■ Instructions to follow: Once the data has been read, restate all of it exactly.

■ Extracted records:
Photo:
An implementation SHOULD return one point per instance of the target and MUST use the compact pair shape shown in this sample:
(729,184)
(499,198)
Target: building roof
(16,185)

■ Task answer:
Photo:
An implementation SHOULD return one point per instance of the target and MUST use the compact pair shape shown in this sample:
(729,184)
(499,198)
Target: building roof
(16,185)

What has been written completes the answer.